Data extracted from a collection

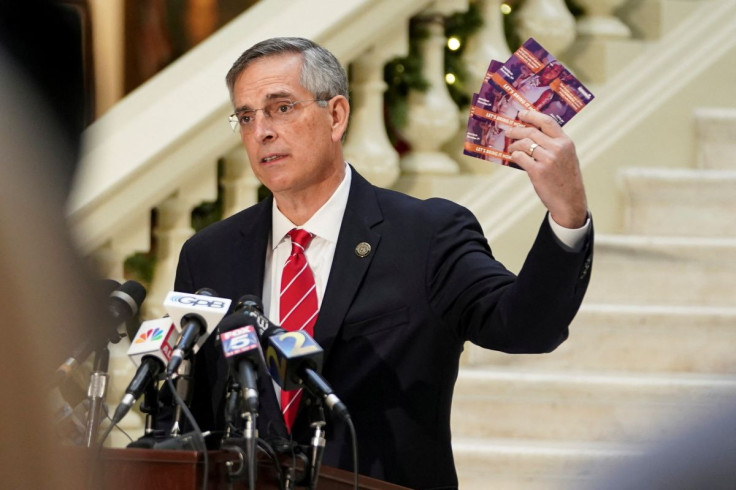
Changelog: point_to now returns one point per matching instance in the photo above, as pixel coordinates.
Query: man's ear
(339, 108)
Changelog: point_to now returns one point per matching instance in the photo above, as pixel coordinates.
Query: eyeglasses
(278, 111)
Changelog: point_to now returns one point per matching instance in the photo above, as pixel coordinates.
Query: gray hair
(321, 73)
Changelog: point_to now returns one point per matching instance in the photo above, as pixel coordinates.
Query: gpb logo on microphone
(200, 301)
(238, 341)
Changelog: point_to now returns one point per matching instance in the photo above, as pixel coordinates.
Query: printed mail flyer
(530, 79)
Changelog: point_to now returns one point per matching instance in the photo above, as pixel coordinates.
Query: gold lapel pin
(362, 249)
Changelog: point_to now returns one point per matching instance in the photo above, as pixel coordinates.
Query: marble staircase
(650, 351)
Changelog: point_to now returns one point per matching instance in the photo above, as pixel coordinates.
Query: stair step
(652, 19)
(566, 405)
(679, 202)
(510, 464)
(634, 338)
(644, 270)
(716, 137)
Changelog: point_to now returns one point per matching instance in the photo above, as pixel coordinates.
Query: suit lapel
(350, 262)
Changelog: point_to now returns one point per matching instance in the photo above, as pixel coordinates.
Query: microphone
(294, 359)
(124, 301)
(151, 349)
(242, 351)
(197, 314)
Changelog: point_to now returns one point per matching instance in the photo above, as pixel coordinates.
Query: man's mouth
(270, 158)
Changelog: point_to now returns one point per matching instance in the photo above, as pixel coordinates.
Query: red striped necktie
(298, 306)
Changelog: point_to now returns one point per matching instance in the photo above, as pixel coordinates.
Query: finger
(528, 146)
(531, 133)
(545, 123)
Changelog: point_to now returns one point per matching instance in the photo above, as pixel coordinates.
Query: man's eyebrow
(275, 95)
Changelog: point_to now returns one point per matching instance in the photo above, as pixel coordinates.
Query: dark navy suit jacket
(393, 323)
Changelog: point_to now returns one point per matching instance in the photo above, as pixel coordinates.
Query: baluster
(239, 184)
(599, 20)
(367, 146)
(549, 22)
(432, 115)
(173, 228)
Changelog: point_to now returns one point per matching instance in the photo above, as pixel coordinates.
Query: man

Directions for this task >>
Write every record out again exactly; no pictures belong in the copy.

Written reply >>
Changelog: point_to now returns one point per matching instance in the photo above, as pixel coordinates.
Query: man's ear
(339, 108)
Changelog: point_to now returns one point per matching instance in the photo above, as pixel coordinates.
Query: eyeglasses
(278, 111)
Changelog: point_to now returns one point per matching instance in the photo above, as pixel coordinates.
Query: gray hair
(321, 73)
Changelog: point_to now returns one point per matching instance in the photo above, as pixel coordinates.
Query: gpb logo on microphone
(200, 301)
(238, 341)
Changelog: point_to now returns one point per matching instance in the photo above, as pixel coordinates.
Query: printed mail flyer
(530, 79)
Changelog: point_to now returns one point per matching instance in the photo above, as pixel coordinates.
Query: gold lapel pin
(362, 249)
Changelog: point_to now returns one point per matching instance in the photo above, as pixel coordinates.
Query: marble staircase
(650, 351)
Changelog: point_to now returns one point per matching instance in the photo above, as pixel coordinates.
Query: stair step
(652, 19)
(566, 405)
(679, 202)
(510, 464)
(634, 338)
(644, 270)
(716, 137)
Changelog: point_to now returns one point per matching instance in the photo above, as pixel coordinates.
Query: suit lapel
(350, 262)
Changelog: point_to now returns one point per matching instance in the photo above, as pixel coordinates.
Query: microphone
(294, 359)
(124, 301)
(151, 349)
(242, 351)
(197, 314)
Changelog: point_to now returns one point per matching instance in the photo above, as pixel coordinates.
Query: man's mouth
(270, 158)
Changelog: point_to now returns one point per matching instance in the photo above, as pixel coordinates.
Query: red striped necktie
(298, 306)
Changelog: point_to now returns one point per matching instance in the photo above, as pixel coordinates.
Query: finger
(528, 146)
(531, 133)
(545, 123)
Changelog: point_to now returns one point per matching instance in the photo above, as pixel coordinates.
Query: man's eyebrow
(275, 95)
Changelog: point_to now returns one point per matching instance in the photo above, as pixel coordinates.
Query: dark navy suit jacket
(393, 323)
Changelog: point_to now returns one point per matching instance in the photo above, as pixel coordinates.
Query: baluster
(239, 184)
(599, 20)
(367, 146)
(549, 22)
(432, 115)
(173, 228)
Changelog: point_to now returns one point per matching instance in the photo above, as pixel coordinates.
Query: man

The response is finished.